# [Challenge]
Transcribe the lines below exactly, starting at the line that contains "output [[537, 216]]." and continuing through the last line.
-- Start --
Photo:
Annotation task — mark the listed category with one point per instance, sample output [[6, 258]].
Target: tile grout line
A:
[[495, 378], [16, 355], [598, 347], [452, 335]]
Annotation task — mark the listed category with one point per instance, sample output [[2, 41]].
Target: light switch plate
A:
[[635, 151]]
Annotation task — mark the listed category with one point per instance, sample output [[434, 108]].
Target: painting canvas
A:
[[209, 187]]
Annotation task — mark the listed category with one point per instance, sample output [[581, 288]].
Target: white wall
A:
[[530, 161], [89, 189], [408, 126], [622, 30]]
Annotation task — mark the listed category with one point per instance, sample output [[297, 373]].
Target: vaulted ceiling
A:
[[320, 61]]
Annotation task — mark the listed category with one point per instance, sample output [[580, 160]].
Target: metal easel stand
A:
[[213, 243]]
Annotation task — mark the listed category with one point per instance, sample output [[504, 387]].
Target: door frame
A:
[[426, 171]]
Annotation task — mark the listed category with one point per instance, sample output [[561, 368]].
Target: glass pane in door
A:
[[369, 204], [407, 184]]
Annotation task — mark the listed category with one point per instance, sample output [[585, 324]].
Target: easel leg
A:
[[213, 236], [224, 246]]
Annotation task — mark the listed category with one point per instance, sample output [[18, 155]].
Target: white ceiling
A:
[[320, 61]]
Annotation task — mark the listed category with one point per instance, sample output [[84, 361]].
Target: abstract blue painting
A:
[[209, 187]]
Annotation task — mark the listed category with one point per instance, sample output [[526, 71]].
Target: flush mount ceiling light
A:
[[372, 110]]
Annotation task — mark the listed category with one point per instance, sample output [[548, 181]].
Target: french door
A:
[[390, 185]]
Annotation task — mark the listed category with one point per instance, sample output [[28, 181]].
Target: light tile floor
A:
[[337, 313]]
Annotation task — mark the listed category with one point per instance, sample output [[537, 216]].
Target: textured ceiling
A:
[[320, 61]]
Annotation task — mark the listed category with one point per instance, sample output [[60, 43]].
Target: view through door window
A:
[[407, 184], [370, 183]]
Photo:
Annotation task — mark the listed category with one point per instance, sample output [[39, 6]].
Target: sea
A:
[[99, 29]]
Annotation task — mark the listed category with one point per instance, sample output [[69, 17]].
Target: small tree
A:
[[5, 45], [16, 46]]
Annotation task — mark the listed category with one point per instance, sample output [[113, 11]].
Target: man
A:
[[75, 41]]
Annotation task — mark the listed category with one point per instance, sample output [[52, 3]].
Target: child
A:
-- End --
# [Solution for this exercise]
Annotation task — mark the listed category with one point per instance, sample output [[537, 216]].
Target: textured ceiling
A:
[[320, 61]]
Annotation task — mark the listed category with one point per instance, sample output [[60, 43]].
Target: view through door window
A:
[[407, 184], [370, 183]]
Photo:
Annotation task — mark the listed category with one point per instance, sample output [[39, 6]].
Target: sea
A:
[[99, 29]]
Annotation task — mark the listed category with one point per instance, sample output [[69, 17]].
Target: small tree
A:
[[5, 45], [16, 46]]
Annotation task — mark the listed category with one point per instance, sample output [[113, 11]].
Target: man
A:
[[75, 41]]
Annotation task — mark the listed category with one point per instance, sample output [[52, 3]].
Target: child
A:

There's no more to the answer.